Recast the entries below as a two-column CSV with the headers input and output and one row per entry. Put each entry's text and its answer in a quoted field apiece, with any line breaks replaced by spaces.

Pointing entries
------------------------------------------------

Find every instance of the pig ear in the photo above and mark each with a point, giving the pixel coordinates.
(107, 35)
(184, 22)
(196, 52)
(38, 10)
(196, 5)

------------------------------------------------

» **Result**:
input,output
"Find every instance of the pig ear in the photo above and mark each with a point, giving the pixel coordinates.","(107, 35) (184, 22) (196, 52) (38, 10) (196, 5)"